Directions for this task: When you write out the listing, keep every character and omit the pictures.

*** Record excerpts ***

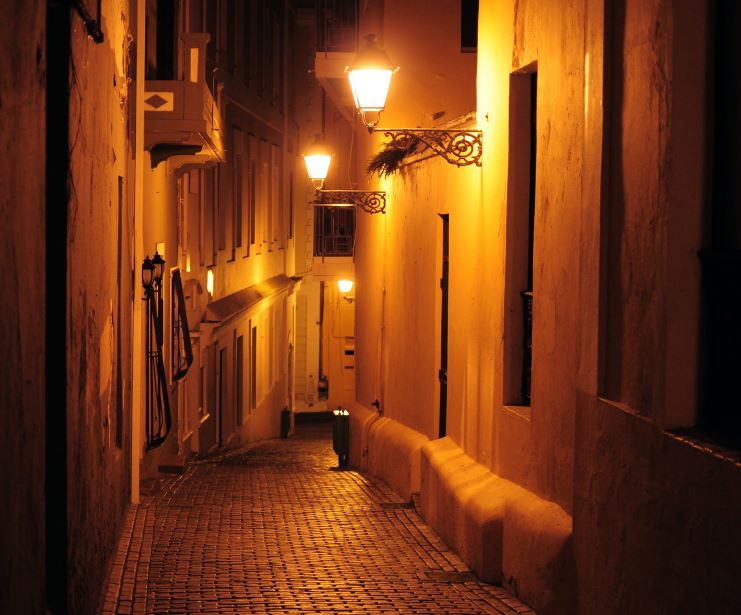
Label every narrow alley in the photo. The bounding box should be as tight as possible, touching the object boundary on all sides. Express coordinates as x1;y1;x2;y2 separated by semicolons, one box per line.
102;418;534;614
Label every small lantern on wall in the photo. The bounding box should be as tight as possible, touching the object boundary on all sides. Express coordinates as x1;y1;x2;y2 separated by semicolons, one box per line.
151;251;165;289
337;279;354;294
141;256;155;291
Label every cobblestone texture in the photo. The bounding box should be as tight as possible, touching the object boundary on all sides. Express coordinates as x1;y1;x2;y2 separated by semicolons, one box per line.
102;422;536;614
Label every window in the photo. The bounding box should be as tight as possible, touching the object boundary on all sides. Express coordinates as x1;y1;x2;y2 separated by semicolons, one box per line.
313;206;355;257
271;143;281;247
236;334;244;426
504;66;537;406
250;324;258;410
461;0;478;52
699;0;741;444
233;127;244;253
248;135;257;252
202;168;217;266
288;171;294;240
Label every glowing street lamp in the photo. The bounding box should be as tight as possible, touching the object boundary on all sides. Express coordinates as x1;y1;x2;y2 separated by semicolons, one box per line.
346;34;398;131
337;279;354;294
303;135;332;190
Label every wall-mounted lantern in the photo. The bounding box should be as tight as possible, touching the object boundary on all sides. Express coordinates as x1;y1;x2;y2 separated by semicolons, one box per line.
142;255;155;291
345;34;483;167
337;279;354;294
303;142;387;214
303;135;333;190
151;251;165;289
346;34;398;131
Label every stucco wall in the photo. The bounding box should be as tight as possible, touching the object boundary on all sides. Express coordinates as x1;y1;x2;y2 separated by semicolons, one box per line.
0;2;46;613
66;4;133;612
574;395;741;614
474;0;589;512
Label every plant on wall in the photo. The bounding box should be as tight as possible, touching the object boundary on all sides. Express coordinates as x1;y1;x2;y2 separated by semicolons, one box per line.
366;135;419;178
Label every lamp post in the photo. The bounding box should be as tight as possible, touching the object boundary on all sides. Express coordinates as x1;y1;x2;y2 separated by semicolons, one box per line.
345;35;483;167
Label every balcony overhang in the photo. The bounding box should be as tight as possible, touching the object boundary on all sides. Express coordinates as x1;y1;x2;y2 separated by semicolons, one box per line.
140;33;225;173
314;51;355;122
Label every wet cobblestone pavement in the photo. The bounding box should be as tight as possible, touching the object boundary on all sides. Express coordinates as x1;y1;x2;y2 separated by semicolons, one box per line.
103;421;536;614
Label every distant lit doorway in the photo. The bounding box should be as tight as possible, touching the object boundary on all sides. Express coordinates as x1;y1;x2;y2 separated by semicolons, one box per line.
438;214;450;438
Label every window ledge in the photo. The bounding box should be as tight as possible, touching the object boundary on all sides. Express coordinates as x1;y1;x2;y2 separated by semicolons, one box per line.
503;404;531;422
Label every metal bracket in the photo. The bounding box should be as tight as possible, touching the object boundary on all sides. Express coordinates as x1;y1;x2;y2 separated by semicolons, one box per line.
315;190;387;214
374;128;483;167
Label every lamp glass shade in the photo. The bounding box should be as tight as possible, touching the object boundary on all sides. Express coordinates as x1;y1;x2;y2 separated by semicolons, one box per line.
347;68;394;112
337;279;354;293
152;252;165;284
346;34;397;114
141;256;154;290
303;153;332;182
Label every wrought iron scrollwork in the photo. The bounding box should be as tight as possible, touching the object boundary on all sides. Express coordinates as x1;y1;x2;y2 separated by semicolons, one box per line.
377;128;483;167
315;190;387;214
171;270;193;382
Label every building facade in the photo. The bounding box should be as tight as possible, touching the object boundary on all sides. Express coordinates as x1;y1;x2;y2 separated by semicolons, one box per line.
337;0;741;613
2;1;740;614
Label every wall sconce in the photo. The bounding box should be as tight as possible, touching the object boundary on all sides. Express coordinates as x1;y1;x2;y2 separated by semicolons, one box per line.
346;34;398;131
142;255;155;291
337;280;355;303
151;251;165;289
303;145;386;214
345;34;483;167
303;135;333;190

*** End of Record excerpts ***

Task response:
Label every narrow alley in the photo. The bounding box should be as tight as possible, touching the object boundary on all sides. Express coordinates as x1;y1;x2;y2 separated by semicolons, one box per line.
102;418;534;614
Label every small lantern on wall in the photo. The bounding box should be as tight as possible, touching the object boundary on all sides. Express coordinates as x1;y1;x2;y2 separated by semicolons, one box per line.
151;251;165;289
337;279;354;294
141;256;155;291
Label every cobblestone texture in the photo. The bounding box should be as tight as possible, touching the object boundary on all sides. Express coordinates as x1;y1;x2;y2 separated by semicolons, one box per line.
102;422;536;614
Label every window in the photo. The bounding box should be as tight as possible, touching the object boundary on all sides. Express coordinates as x1;y1;x2;y2 separated by semicolons, one box per line.
313;206;355;257
271;143;281;247
236;334;244;426
504;66;537;406
250;324;258;410
461;0;478;52
699;0;741;444
233;127;244;253
248;135;257;252
202;168;217;266
288;171;294;240
Label every glowing street lamp in the photo. The bounding box should be as tight as possible, touching the object boundary on all sides. Express coordinates as x1;y1;x2;y2 separated by semicolons, one box per line.
346;34;398;131
337;279;354;294
303;135;332;190
Label every wall-mounted lantern in the photo. The bounding box should be as tight as possible, touching the object boundary on all sides. Express coordinates as x1;y1;x2;y2 separated by semicolons, one box per line.
142;255;155;291
345;34;483;167
337;279;354;294
303;142;387;214
303;135;333;190
151;251;165;289
346;34;398;131
Label every stucco wall in the photo. The bounding box should be as tight as possible, touching the object boundary on all sides. Express coordinates as x1;y1;x2;y2 separated by semicolons, one box per line.
0;2;46;613
66;4;133;612
574;395;741;614
474;0;589;512
Label every plant on wall in the photo. The bounding box should be as tight as possible, touching the object boundary on all sides. Express coordinates as x1;y1;x2;y2 separated by semicolons, one box per line.
366;135;419;178
Label every lamp post in the photo. The bounding box should be as tight as possible, touching the object boundary on all sides. Express coordinates as x1;y1;x2;y2 separated by semicolons, one box per line.
345;35;483;167
Label every balcony overhang in the photo. The bounding box should be as tight as possible, touching the object boundary on all sides. Express coordinates as x1;y1;x2;y2 separated by semicolons, one box per line.
140;33;225;173
314;51;355;122
Label every wet cobblestone pavement in the photo. The bounding box should be as tight as possible, touching the object boundary on all sides. Express coordinates as x1;y1;x2;y2 separated by semicolons, one box per line.
103;421;536;614
Label every distant lit doorway in the photo. The bounding box should be as tight as possible, touching the object boundary on all sides. Express coordinates as x1;y1;x2;y2 separated by semicolons, one box per line.
438;214;450;438
Label every window ledge in the photo. The bounding box should be as tight as possible, touching the object boundary on all sides. Express coordinates as x1;y1;x2;y2 separated by semicolons, one box per line.
503;404;531;422
Label every metal bracket in the photo. The bounding box should be as tight as possible, touching the object boundary on all sides. Express coordinates as x1;y1;x2;y2 separated by semicolons, one box per line.
315;190;387;214
374;128;483;167
Label every lamp glass shade in the photo. The bounding box should be as tight as possible, touching the object boundary on all sides. Express coordinates as x1;y1;x2;y2 separated by semicolons, one box per line.
347;68;394;112
337;279;354;293
152;252;165;284
346;34;397;114
141;256;154;290
303;153;332;182
Label every wrought iron scrollwork in the photo. The bounding box should be as tight as possible, touching the object boundary on all sides. Express coordinates as x1;y1;x2;y2 separated by semicolons, one box per line.
377;128;483;167
315;190;387;214
171;270;193;382
Label every building facade in the photo. The bounding box should be as tight as possible, touching the object boundary on all sides. Express coordinates as x1;y1;x2;y2 separated by semicolons, one box per line.
337;0;741;613
2;1;740;614
Label every wall sconce in the photo. The bounding box should be as tight as possible, touching the object boundary on all sides. Express coordinates as x1;y1;x2;y2 separated by semicolons, one box per line.
346;34;398;131
142;255;155;291
337;280;355;303
151;251;165;289
303;145;386;214
345;34;483;167
303;135;333;190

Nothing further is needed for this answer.